DOCUMENT SEGMENT
One of the reasons it took so long for me to get around to this one is because I wanted to look my whole chart, not just the basic sun sign. If I’m going to do astrology might as well go the whole hog. I learned that there’s an incredible amount of complex bullshit in a full start chart. Probably enough to justify any sort of personality trait one wants. Who even understands these? Really.
But the big three are Gemini rising, Gemini sun and Capricorn moon.
Rising signs are the first impression you give, sun signs are your “essence” and your moon sign is your emotional/unconscious side. I guess. It’s odd to split a person up like that. (Particularly so here, because Capricorn and Gemini are oppositional. Together, they form a list of traits ripe for cherry-picking.)
So my persona is supposed to reflect my core nature, which is a witty and manipulative socialite, and my emotional nature is aggressive emotional suppression with self-criticism.
So? How does it measure up?
I have never in my life made a good Gemini. I’m decent at intellectualism and have trouble sticking to tasks, sure. But the whole life of the party thing? The witty charmer? I wish I had those people skills, my life would have been a lot easier. The most I can manage is goofy playfulness. As for the persona vs essence thing, it’s not like I put up a false front. It’s more of an…emphasis of acceptable traits, and hiding of vulnerable spots. Attempting to present my best self. Not sure where that falls on the scale. As for manipulation, I’m sometimes aware of what to say or how to act to channel attention or give off a certain image. Again, presenting my best self. But I have very little ability to be an active manipulator. My attention span IS terrible, though.

(Referring expression pointing data)
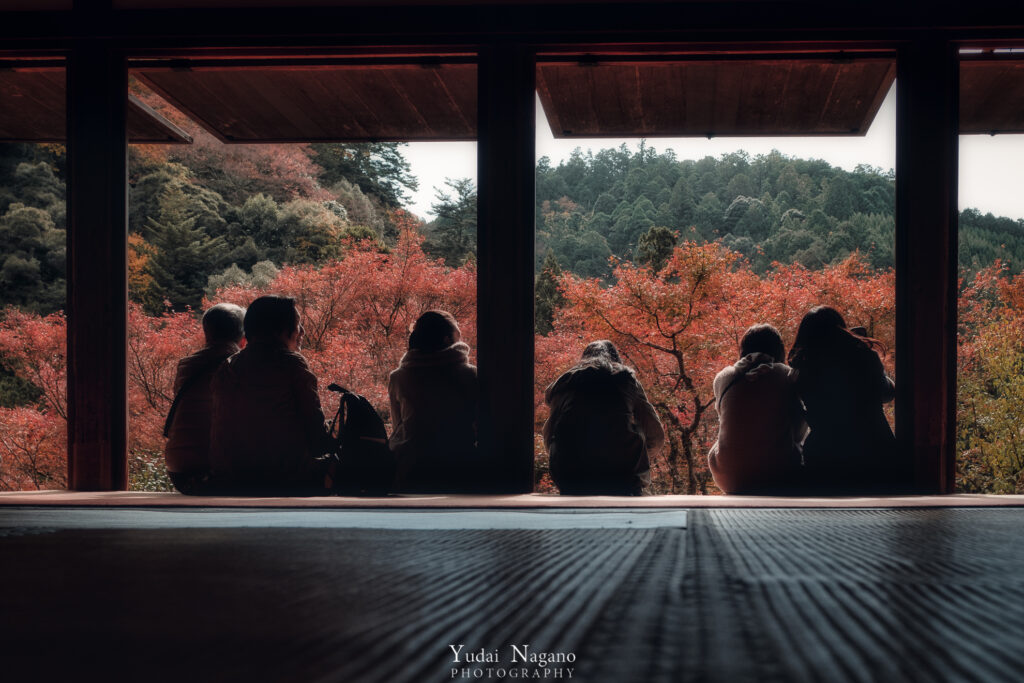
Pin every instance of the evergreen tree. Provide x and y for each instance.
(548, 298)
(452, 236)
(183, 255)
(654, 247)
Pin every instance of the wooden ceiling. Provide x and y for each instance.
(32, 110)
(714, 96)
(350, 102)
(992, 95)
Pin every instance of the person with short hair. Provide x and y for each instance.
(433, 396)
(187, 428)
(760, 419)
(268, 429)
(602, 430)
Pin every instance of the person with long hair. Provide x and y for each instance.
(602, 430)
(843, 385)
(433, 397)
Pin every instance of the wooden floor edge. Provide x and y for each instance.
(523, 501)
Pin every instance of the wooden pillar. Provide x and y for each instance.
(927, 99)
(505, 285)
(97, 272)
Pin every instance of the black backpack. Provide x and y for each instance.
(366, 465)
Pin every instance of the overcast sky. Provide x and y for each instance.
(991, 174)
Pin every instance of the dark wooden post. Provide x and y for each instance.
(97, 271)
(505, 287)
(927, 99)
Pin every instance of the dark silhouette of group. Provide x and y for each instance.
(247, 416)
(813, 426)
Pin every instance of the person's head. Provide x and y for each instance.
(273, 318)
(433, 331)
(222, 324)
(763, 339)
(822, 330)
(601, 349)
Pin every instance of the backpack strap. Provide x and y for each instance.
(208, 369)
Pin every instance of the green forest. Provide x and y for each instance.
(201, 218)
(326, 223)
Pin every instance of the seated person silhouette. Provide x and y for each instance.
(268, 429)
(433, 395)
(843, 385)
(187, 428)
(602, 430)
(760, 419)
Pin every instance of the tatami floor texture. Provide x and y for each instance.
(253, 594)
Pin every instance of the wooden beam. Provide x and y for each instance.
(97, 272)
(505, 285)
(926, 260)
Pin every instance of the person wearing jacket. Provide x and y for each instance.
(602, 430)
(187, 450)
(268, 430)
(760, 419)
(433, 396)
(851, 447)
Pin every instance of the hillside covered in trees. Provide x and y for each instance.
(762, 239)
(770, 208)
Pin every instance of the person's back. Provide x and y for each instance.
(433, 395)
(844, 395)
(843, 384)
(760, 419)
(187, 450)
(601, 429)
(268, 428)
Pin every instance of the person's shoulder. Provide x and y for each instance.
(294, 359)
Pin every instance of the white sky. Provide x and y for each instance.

ASSIGNMENT
Output the whole text on astrology and the writer's birth chart again, word for word.

WRITTEN RESPONSE
One of the reasons it took so long for me to get around to this one is because I wanted to look my whole chart, not just the basic sun sign. If I’m going to do astrology might as well go the whole hog. I learned that there’s an incredible amount of complex bullshit in a full start chart. Probably enough to justify any sort of personality trait one wants. Who even understands these? Really.
But the big three are Gemini rising, Gemini sun and Capricorn moon.
Rising signs are the first impression you give, sun signs are your “essence” and your moon sign is your emotional/unconscious side. I guess. It’s odd to split a person up like that. (Particularly so here, because Capricorn and Gemini are oppositional. Together, they form a list of traits ripe for cherry-picking.)
So my persona is supposed to reflect my core nature, which is a witty and manipulative socialite, and my emotional nature is aggressive emotional suppression with self-criticism.
So? How does it measure up?
I have never in my life made a good Gemini. I’m decent at intellectualism and have trouble sticking to tasks, sure. But the whole life of the party thing? The witty charmer? I wish I had those people skills, my life would have been a lot easier. The most I can manage is goofy playfulness. As for the persona vs essence thing, it’s not like I put up a false front. It’s more of an…emphasis of acceptable traits, and hiding of vulnerable spots. Attempting to present my best self. Not sure where that falls on the scale. As for manipulation, I’m sometimes aware of what to say or how to act to channel attention or give off a certain image. Again, presenting my best self. But I have very little ability to be an active manipulator. My attention span IS terrible, though.